(ЗАДАНИЯ)
[1] Замените в тексте о Воскресении «дуга» на «линия» и приведите получившийся отрывок: начните с места, где стоят слова «Через Воскресение открывается», и остановитесь после слов «неопределенное чувство надежды...».
[2] Допишите продолжение текста о Воскресении, начав сразу после его последнего предложения.

═══ ИСХОДНЫЙ ТЕКСТ ═══

Через Воскресение открывается то, что с самого начала содержалось в живом существе Иисуса, Сына Человеческого и Сына Божия. Когда мы задумываемся над собственным существованием, оно представляется нам движением, начинающимся во мраке, густота которого зависит от нашей памяти. Затем прямая восходит, достигает вершины и клонится вниз, чтобы наконец оборваться - через долгий срок или преждевременно. Эта дуга моего существования начинается с рождения и кончается смертью. Перед нею лежит мрак, в который мы изумленно вглядываемся, пытаясь понять, как стало возможным начало. За нею же опять царит мрак, хоть мы и ощущаем неопределенное чувство надежды...
У Иисуса Христа это не так. Дуга Его существования не начинается с рождения, а уходит за его пределы - в вечность: «Прежде нежели был Авраам, Я есмь» (Ин 8.58). Это - не слова христианского мистика второго века, как иногда утверждали, но непосредственное выражение того, что жило во Христе. И дуга не тонет в смерти, но вместе со всей Его человеческой жизнью ведет дальше, в вечность: «... убьют Его; и в третий день воскреснет» (Мф 17.23). Самосознанию Христа свойственны совсем иные глубина и простор, совсем иное отношение к смерти, чем у нас. В Его сознании смерть всего только переход, хоть и невообразимо тяжелый. «Не так ли надлежало пострадать Христу и войти в славу Свою?» - спрашивает Господь учеников на пути в Эммаус (Лк 24.26)... Воскресением осуществляется то, что Он вынашивал в Себе всегда. Тот, кто отрицает Воскресение, отвергает задним числом и все то, с чем оно связано в Его существе и сознании. В то, что остается после этого, уже не стоит верить.

═══ ЗАПИСИ НАБОРА ДАННЫХ ═══

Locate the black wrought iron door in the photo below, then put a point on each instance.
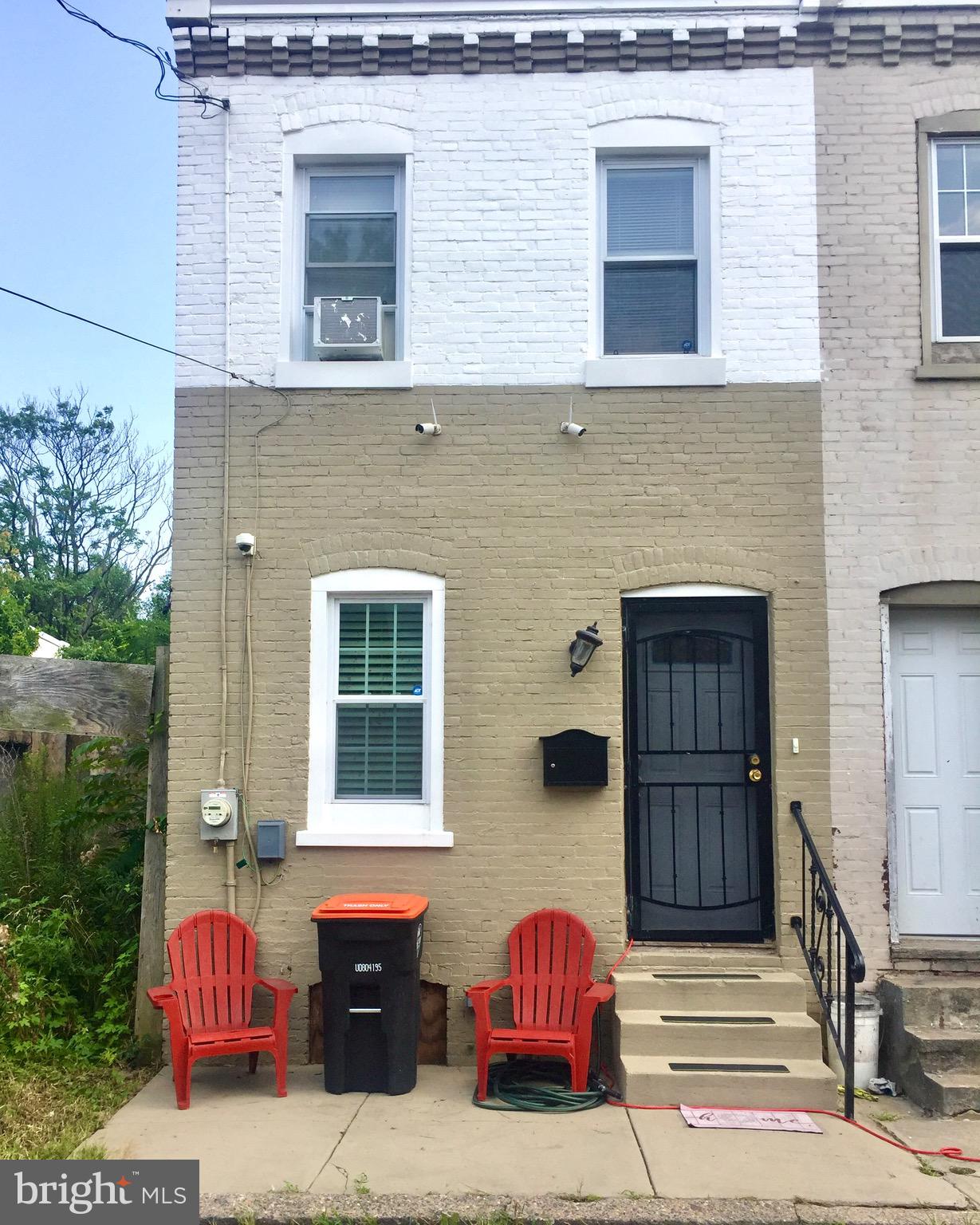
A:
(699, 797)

═══
═══ ЗАПИСИ НАБОРА ДАННЫХ ═══

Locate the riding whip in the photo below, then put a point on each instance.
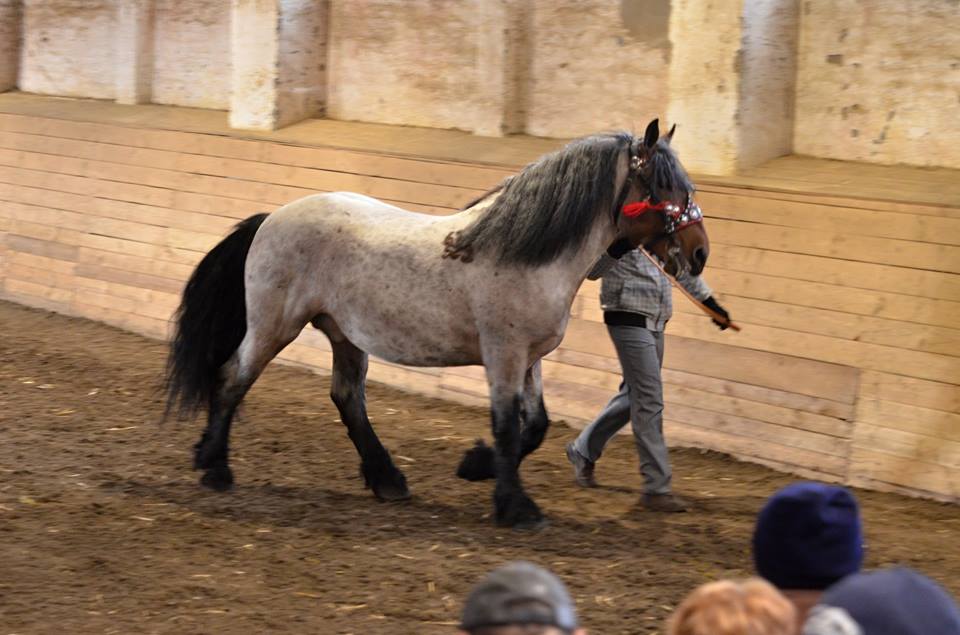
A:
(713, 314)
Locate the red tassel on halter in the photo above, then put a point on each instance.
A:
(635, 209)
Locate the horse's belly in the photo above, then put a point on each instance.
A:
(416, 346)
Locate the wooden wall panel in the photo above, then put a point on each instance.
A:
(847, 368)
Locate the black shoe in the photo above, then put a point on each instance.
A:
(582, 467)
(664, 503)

═══
═══ ЗАПИСИ НАБОРА ДАННЫХ ═══

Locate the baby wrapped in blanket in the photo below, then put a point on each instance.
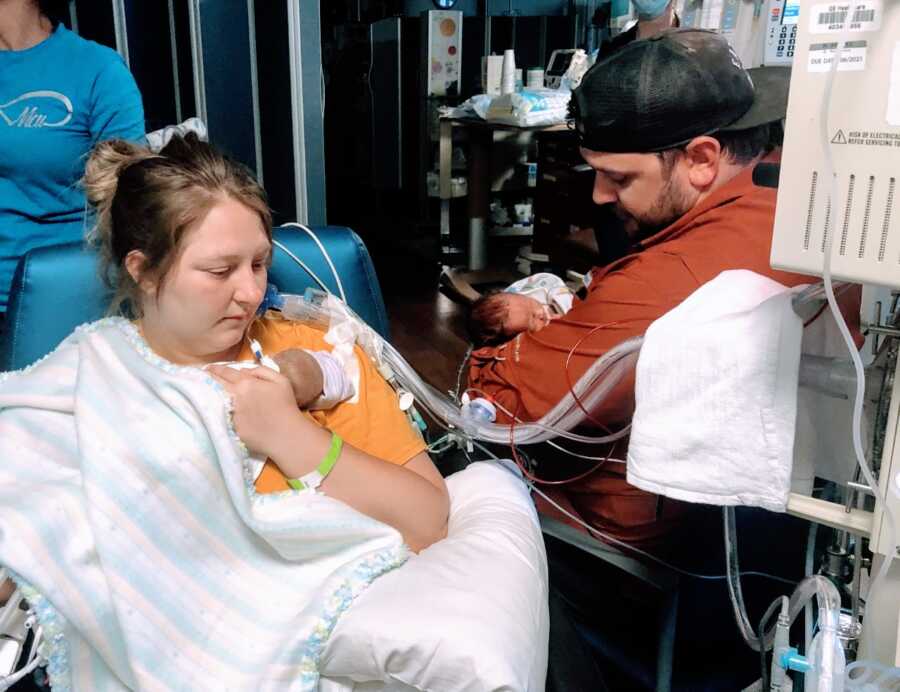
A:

═══

(ОТВЕТЫ)
[1]
Через Воскресение открывается то, что с самого начала содержалось в живом существе Иисуса, Сына Человеческого и Сына Божия. Когда мы задумываемся над собственным существованием, оно представляется нам движением, начинающимся во мраке, густота которого зависит от нашей памяти. Затем прямая восходит, достигает вершины и клонится вниз, чтобы наконец оборваться - через долгий срок или преждевременно. Эта линия моего существования начинается с рождения и кончается смертью. Перед нею лежит мрак, в который мы изумленно вглядываемся, пытаясь понять, как стало возможным начало. За нею же опять царит мрак, хоть мы и ощущаем неопределенное чувство надежды...

[2]
Но ведь из повествований ясно видно, что речь идет о видениях! Ведь у учеников все же были видения!... Конечно, только мы должны вернуть этому слову его подлинный смысл. То, с чем невольно связывается представление о «видении», бытует в сознании слушателей лишь со сравнительно недавнего времени. А между тем это слово восходит к глубочайшей древности. Мы находим его уже в Ветхом Завете. «Видение» - значит зрительное восприятие, но не путем простого переживания, смысл которого диктуется внутренней жизнью самого видящего, а посредством вступления более высокой реальности в область его опыта. У гроба, на пути в Эммаус, в комнате и на озере у учеников были, конечно, видения - но это означает только, что они видели живого Господа. Видели как реальность, находившуюся в мире и в то же время ему не принадлежавшую, включенную в закономерности этого мира, но властвующую над его законами. Эту реальность видишь, разумеется, иначе, чем видишь растущее у дороги дерево или человека, входящего в дверь. Видеть Его, воскресшего Христа, было потрясением, взрывавшим все привычное. Отсюда появление в повествовании новых слов: что Он «является», «исчезает», «внезапно» оказывается посреди комнаты или что человек едет, а Он «рядом с ним» и т.д., как, напр., Мк 16.9-14 или Лк 24.31-36. Отсюда в повествование проникает нечто внезапное, обрывающееся, трепетно движущееся, противоречивое - форма, подходящая для нового содержания, взрывающего старую форму в поисках самовыражения.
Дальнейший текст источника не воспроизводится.